◆ **To be done**: Find each line in the items below that contains the word "rocky" and copy it out in full. Case counts.

◆ **Data shown**:
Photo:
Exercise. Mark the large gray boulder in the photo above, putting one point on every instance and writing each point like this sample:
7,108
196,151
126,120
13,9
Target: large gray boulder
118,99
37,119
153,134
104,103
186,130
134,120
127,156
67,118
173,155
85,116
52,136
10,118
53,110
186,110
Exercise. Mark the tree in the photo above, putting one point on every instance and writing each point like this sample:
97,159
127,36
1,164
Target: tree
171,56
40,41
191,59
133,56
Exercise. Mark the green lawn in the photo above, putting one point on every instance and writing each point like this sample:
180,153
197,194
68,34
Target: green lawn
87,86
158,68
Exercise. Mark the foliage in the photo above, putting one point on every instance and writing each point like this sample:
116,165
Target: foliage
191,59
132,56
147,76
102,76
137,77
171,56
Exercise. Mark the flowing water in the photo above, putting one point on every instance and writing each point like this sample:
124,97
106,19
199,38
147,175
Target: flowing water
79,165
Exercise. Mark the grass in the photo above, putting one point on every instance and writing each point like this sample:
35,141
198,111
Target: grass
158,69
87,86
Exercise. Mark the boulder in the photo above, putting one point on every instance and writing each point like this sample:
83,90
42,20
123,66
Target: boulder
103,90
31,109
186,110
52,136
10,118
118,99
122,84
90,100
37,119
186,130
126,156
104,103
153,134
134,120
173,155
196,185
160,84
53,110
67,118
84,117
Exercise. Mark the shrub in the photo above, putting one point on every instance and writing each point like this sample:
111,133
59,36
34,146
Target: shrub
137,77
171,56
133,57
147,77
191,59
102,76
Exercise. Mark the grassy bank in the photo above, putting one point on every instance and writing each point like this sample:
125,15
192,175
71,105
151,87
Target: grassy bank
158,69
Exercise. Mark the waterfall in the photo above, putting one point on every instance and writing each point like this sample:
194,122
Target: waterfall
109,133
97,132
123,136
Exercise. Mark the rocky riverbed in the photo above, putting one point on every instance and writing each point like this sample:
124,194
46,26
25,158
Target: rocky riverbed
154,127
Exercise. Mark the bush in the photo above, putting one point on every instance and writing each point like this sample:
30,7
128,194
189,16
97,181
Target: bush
...
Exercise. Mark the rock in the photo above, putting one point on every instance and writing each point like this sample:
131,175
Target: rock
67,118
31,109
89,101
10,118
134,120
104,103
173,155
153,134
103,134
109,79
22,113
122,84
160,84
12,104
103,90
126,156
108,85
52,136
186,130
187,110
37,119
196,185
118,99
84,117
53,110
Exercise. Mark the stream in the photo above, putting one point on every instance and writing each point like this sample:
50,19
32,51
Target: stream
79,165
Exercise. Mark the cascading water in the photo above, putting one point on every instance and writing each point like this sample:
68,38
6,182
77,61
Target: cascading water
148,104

◆ **Written response**:
Exercise. Mark the rocky riverbed in the photo above, putting one point on every instance and writing each point like this sample:
Target: rocky riverbed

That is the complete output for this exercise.